AI Article Synopsis
- Plasmodium falciparum, the deadliest malaria parasite, faces severe DNA damage while replicating in red blood cells and has lost traditional DNA repair pathways, requiring efficient adaptation to survive.
- This study reveals that a key protein, PfSR1, is vital for the parasite's DNA repair process, particularly under stress from DNA damage and exposure to antimalarial drugs like artemisinin.
- Understanding PfSR1's role offers important insights into how malaria parasites maintain genome integrity and recover from treatment, highlighting potential avenues for developing new therapies.

(Tasks to carry out):
[1] List every organism, protein, and drug that the synopsis names.
[2] Rewrite the stretch of the synopsis from "- Understanding PfSR1's" through "developing new therapies.", substituting "treatments" for "therapies".

(Point localization data):

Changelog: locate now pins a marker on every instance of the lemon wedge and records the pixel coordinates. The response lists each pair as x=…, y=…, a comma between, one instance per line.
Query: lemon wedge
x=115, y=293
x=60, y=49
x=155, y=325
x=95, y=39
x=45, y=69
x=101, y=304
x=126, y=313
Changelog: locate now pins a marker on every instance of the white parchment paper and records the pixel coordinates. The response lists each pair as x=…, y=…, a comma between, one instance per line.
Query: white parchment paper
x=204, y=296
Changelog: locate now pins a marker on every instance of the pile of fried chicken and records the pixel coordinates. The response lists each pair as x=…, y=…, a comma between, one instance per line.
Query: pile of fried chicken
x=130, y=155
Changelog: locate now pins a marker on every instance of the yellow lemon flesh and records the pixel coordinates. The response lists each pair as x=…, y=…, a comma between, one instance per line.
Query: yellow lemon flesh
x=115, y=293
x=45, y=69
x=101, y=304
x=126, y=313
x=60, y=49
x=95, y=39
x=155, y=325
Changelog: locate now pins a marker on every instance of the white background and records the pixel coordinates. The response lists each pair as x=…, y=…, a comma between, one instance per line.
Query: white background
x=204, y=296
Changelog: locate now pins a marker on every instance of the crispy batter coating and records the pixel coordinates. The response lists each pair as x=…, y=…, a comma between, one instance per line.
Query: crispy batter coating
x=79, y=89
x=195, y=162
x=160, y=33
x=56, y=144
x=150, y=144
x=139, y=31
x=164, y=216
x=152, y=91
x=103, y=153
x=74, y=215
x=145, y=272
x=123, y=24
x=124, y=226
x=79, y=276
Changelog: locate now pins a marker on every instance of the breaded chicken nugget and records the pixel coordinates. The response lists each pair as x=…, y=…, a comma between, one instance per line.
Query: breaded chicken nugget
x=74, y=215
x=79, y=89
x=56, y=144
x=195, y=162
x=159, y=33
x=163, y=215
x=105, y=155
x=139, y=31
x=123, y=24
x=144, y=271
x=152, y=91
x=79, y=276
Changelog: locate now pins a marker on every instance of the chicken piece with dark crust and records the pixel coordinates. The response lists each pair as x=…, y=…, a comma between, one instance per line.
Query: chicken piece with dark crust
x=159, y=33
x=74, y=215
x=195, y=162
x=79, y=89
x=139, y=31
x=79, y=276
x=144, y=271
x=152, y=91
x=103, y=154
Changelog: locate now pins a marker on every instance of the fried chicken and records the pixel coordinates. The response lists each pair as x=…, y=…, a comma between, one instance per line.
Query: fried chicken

(Answers for the tasks):
[1] Plasmodium falciparum, PfSR1, artemisinin

[2]
- Understanding PfSR1's role offers important insights into how malaria parasites maintain genome integrity and recover from treatment, highlighting potential avenues for developing new treatments.